- **Task directions**
Copy the records from the start up to and including the line with "positive clicks: (186, 363)". Replace "positive clicks" with "foreground clicks" and leave everything else unchanged.

━━ The data ━━

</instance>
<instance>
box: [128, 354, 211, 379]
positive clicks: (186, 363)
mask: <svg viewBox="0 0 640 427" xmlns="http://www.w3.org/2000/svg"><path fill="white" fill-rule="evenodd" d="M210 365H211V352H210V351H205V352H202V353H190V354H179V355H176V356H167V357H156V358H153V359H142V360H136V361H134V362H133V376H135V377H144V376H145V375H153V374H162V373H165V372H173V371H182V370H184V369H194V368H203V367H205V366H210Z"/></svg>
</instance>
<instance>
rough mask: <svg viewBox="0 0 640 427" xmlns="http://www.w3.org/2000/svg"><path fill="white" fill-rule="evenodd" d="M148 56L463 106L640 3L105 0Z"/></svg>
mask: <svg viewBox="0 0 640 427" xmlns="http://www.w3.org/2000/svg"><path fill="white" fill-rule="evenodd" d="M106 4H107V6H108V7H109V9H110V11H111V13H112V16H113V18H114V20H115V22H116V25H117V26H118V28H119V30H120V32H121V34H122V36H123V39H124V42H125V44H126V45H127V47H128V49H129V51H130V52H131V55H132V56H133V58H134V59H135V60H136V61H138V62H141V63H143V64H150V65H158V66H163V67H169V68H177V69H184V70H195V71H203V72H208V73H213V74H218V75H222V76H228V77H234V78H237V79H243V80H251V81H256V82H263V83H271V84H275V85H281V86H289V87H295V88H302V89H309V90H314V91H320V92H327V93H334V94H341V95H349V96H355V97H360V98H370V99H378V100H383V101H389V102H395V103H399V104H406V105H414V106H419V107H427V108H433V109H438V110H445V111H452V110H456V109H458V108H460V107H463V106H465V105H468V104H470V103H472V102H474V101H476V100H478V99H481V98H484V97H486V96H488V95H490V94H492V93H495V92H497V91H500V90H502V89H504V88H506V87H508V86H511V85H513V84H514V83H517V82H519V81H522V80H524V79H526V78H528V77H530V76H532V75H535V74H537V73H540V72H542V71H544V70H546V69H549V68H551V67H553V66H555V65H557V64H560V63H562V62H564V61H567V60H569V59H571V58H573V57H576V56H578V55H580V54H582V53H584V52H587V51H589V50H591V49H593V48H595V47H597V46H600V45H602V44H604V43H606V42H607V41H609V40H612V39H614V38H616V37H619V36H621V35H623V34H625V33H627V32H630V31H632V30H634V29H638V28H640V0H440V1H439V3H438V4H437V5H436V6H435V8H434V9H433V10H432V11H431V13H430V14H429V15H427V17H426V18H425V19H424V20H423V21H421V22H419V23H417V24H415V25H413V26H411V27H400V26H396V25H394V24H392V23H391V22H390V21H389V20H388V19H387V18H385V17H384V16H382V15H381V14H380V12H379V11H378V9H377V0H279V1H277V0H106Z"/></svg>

━━━

- **Answer to the exercise**
</instance>
<instance>
box: [128, 354, 211, 379]
foreground clicks: (186, 363)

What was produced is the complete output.